[EXERCISE AIM]: From the entries that follow, reproduce exactly and only the lines from the line with "If you could pin the surfer's face" to the line with "If you could pin the green", endpoints included.

____________________

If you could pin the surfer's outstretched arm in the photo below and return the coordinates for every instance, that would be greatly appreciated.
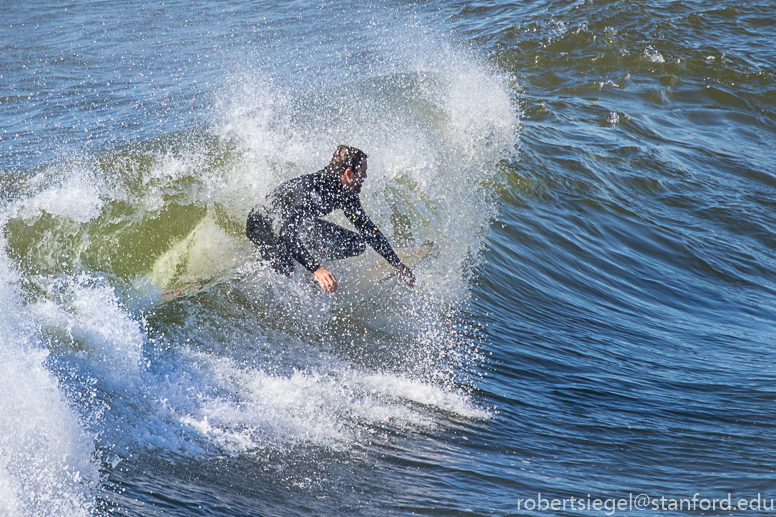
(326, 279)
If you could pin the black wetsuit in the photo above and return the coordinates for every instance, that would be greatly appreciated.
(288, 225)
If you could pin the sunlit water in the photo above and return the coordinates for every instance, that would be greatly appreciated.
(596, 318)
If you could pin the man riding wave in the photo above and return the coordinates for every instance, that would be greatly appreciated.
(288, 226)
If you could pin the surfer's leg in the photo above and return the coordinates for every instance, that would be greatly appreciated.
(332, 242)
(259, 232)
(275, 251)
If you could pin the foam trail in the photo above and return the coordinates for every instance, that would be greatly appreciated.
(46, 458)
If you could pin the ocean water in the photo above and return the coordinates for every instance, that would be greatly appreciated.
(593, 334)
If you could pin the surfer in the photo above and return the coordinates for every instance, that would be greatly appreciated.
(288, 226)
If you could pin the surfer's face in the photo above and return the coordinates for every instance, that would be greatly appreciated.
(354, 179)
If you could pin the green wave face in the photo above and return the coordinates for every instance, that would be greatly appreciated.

____________________

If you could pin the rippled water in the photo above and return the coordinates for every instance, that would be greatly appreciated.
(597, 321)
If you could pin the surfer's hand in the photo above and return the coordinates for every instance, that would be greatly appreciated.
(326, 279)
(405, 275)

____________________

[EXERCISE RESPONSE]:
If you could pin the surfer's face in the photo above and return the coordinates for every instance, that would be greatly appreciated.
(354, 179)
If you could pin the green wave face in the photo above and return the coordinates for every instance, that would be greatly appreciated.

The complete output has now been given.